SOURCE PASSAGE =

[PATCH v21 011/100] eclone (11/11): Document sys_eclone

Randy Dunlap randy.dunlap at oracle.com
Wed May 5 14:14:47 PDT 2010


On Sat,  1 May 2010 10:14:53 -0400 Oren Laadan wrote:

> From: Sukadev Bhattiprolu <sukadev at linux.vnet.ibm.com>
> 
> This gives a brief overview of the eclone() system call.  We should
> eventually describe more details in existing clone(2) man page or in
> a new man page.
> 
> Signed-off-by: Sukadev Bhattiprolu <sukadev at linux.vnet.ibm.com>
> Acked-by: Serge E. Hallyn <serue at us.ibm.com>
> Acked-by: Oren Laadan  <orenl at cs.columbia.edu>
> ---
>  Documentation/eclone |  348 ++++++++++++++++++++++++++++++++++++++++++++++++++
>  1 files changed, 348 insertions(+), 0 deletions(-)
>  create mode 100644 Documentation/eclone
> 
> diff --git a/Documentation/eclone b/Documentation/eclone
> new file mode 100644
> index 0000000..c2f1b4b
> --- /dev/null
> +++ b/Documentation/eclone
> @@ -0,0 +1,348 @@
> +
> +struct clone_args {
> +	u64 clone_flags_high;
> +	u64 child_stack;
> +	u64 child_stack_size;
> +	u64 parent_tid_ptr;
> +	u64 child_tid_ptr;
> +	u32 nr_pids;
> +	u32 reserved0;
> +};
> +
> +
> +sys_eclone(u32 flags_low, struct clone_args * __user cargs, int cargs_size,
> +		pid_t * __user pids)
> +
> +	In addition to doing everything that clone() system call does, the

	                                that the clone()

> +	eclone() system call:
> +
> +		- allows additional clone flags (31 of 32 bits in the flags
> +		  parameter to clone() are in use)

LISTED RECORDS =
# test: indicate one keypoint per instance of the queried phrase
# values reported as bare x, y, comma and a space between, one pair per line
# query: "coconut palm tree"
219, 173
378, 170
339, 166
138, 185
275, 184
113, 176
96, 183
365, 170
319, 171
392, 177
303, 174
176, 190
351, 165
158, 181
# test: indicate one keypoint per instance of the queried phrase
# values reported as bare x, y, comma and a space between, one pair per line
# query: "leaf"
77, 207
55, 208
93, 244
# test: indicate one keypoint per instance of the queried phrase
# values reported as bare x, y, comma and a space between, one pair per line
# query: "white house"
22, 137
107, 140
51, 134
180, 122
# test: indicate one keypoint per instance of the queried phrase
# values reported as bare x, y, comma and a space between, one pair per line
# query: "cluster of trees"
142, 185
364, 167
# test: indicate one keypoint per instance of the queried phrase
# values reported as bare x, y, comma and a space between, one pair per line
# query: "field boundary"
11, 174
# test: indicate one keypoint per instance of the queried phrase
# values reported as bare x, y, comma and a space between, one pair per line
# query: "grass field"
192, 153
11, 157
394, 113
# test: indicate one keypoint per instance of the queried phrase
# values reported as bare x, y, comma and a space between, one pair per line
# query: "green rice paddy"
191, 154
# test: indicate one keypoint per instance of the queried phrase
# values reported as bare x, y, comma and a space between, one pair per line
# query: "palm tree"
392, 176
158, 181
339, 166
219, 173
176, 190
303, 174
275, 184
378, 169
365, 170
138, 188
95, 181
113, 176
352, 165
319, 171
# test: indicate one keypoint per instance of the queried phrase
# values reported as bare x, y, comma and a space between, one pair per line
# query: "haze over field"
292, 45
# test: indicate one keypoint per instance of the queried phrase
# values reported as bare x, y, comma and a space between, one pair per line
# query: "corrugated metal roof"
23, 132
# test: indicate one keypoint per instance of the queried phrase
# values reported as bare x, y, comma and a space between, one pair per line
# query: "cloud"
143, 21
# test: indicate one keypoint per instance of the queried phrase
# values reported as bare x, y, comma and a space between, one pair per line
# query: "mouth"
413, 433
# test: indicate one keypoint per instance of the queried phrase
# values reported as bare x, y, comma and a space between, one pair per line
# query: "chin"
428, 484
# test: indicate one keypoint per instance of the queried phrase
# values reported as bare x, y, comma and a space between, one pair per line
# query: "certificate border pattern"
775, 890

WRITTEN REQUEST 1 = In the eclone patch thread, how many of the 32 bits in the flags parameter to clone() are in use?
WRITTEN REQUEST 2 = Duplicate the eclone patch thread's text between "that the clone()" and "are in use)", inclusive.
WRITTEN REQUEST 3 = Pick up the eclone patch thread where it stops and write the next part.

RESPONSE 1 = 31 of the 32 bits are in use.

RESPONSE 2 =
that the clone()

> +	eclone() system call:
> +
> +		- allows additional clone flags (31 of 32 bits in the flags
> +		  parameter to clone() are in use)

RESPONSE 3 =
> +
> +		- allows user to specify a pid for the child process in its
> +		  active and ancestor pid namespaces.
> +
> +	This system call is meant to be used when restarting an application
> +	from a checkpoint. Such restart requires that the processes in the
> +	application have the same pids they had when the application was
> +	checkpointed. When containers are nested, the processes within the
> +	containers exist in multiple pid namespaces and hence have multiple
> +	pids to specify during restart.
> +
> +	The @flags_low parameter is identical to the 'clone_flags' parameter
> +	in existing clone() system call.

	in the existing

> +
> +	The fields in 'struct clone_args' are meant to be used as follows:
> +
> +	u64 clone_flags_high:
> +
> +		When eclone() supports more than 32 flags, the additional bits
> +		in the clone_flags should be specified in this field. This
> +		field is currently unused and must be set to 0.
> +
> +	u64 child_stack;
> +	u64 child_stack_size;
> +
> +		These two fields correspond to the 'child_stack' fields in
> +		clone() and clone2() (on IA64) system calls. The usage of
> +		these two fields depends on the processor architecture.
> +
> +		Most architectures use ->child_stack to pass-in a stack-pointer

		                                     to pass in

> +		itself and don't need the ->child_stack_size field. On these
> +		architectures the ->child_stack_size field must be 0.
> +
> +		Some architectures, eg IA64, use ->child_stack to pass-in the

		                    e.g.                        to pass in

> +		base of the region allocated for stack. These architectures
> +		must pass in the size of the stack-region in ->child_stack_size.

		                             stack region

Seems unfortunate that different architectures use the fields differently.

> +
> +	u64 parent_tid_ptr;
> +	u64 child_tid_ptr;
> +
> +		These two fields correspond to the 'parent_tid_ptr' and
> +		'child_tid_ptr' fields in the clone() system call

		                                      system call.

> +
> +	u32 nr_pids;
> +
> +		nr_pids specifies the number of pids in the @pids array
> +		parameter to eclone() (see below). nr_pids should not exceed
> +		the current nesting level of the calling process (i.e if the

		                                                  i.e.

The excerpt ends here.